(Detection examples)
⟨
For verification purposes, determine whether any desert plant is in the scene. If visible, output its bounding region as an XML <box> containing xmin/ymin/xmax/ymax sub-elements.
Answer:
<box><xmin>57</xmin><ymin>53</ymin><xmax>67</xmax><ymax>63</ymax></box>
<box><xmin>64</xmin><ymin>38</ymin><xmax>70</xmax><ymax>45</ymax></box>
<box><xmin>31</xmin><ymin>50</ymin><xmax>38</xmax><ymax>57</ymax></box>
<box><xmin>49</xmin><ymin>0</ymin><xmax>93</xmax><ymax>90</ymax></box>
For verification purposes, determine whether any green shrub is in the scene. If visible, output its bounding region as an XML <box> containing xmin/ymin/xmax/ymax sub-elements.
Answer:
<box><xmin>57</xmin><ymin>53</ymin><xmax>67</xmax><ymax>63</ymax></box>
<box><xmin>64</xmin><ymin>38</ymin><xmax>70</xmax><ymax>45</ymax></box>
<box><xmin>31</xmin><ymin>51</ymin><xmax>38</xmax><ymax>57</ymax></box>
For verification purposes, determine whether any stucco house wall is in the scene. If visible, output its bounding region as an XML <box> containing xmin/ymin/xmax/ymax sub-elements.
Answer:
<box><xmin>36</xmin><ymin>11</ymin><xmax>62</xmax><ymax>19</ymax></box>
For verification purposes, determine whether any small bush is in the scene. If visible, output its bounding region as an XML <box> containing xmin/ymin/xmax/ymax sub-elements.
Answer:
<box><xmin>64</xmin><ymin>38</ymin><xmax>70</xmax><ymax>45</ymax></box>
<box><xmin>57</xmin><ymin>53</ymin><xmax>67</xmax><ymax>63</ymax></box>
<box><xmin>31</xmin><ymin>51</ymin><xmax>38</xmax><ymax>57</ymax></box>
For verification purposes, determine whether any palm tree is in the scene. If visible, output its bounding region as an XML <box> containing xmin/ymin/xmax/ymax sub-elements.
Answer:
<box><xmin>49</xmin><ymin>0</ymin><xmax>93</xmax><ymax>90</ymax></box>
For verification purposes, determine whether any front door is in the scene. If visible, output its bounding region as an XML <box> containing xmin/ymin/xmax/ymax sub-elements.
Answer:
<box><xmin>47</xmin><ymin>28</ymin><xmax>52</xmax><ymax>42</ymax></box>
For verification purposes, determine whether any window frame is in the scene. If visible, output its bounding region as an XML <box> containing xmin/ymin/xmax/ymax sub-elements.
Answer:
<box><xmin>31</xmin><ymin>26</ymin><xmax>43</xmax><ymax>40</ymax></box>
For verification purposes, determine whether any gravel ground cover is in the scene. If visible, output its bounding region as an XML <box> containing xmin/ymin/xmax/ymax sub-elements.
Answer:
⟩
* **EXERCISE DETAILS**
Copy the entries above word for word, from the line that contains "For verification purposes, determine whether any stucco" up to and including the final line of the entries.

* **TASK OUTPUT**
For verification purposes, determine whether any stucco house wall is in the scene. If visible, output its bounding region as an XML <box> containing xmin/ymin/xmax/ymax sub-elements.
Answer:
<box><xmin>36</xmin><ymin>11</ymin><xmax>62</xmax><ymax>19</ymax></box>
For verification purposes, determine whether any small bush is in the scene. If visible, output its bounding region as an XML <box> containing xmin/ymin/xmax/ymax sub-elements.
Answer:
<box><xmin>64</xmin><ymin>38</ymin><xmax>70</xmax><ymax>45</ymax></box>
<box><xmin>57</xmin><ymin>53</ymin><xmax>67</xmax><ymax>63</ymax></box>
<box><xmin>31</xmin><ymin>51</ymin><xmax>38</xmax><ymax>57</ymax></box>
For verification purposes, determine whether any palm tree is in the scene. If visible, output its bounding region as an XML <box> containing xmin/ymin/xmax/ymax sub-elements.
Answer:
<box><xmin>49</xmin><ymin>0</ymin><xmax>93</xmax><ymax>90</ymax></box>
For verification purposes, determine whether any front door is in the scene. If visible, output its bounding region as an XML <box> containing xmin/ymin/xmax/ymax sub-elements.
Answer:
<box><xmin>47</xmin><ymin>28</ymin><xmax>52</xmax><ymax>42</ymax></box>
For verification purposes, determine whether any window frame is in the scene. If visible, output its bounding region as an XML <box> containing xmin/ymin/xmax/ymax sub-elements.
Answer:
<box><xmin>31</xmin><ymin>26</ymin><xmax>43</xmax><ymax>40</ymax></box>
For verification purposes, determine whether any gravel ground cover is in the scene. If visible, output its bounding region as an XML <box> containing xmin/ymin/xmax/ymax sub-elements.
Answer:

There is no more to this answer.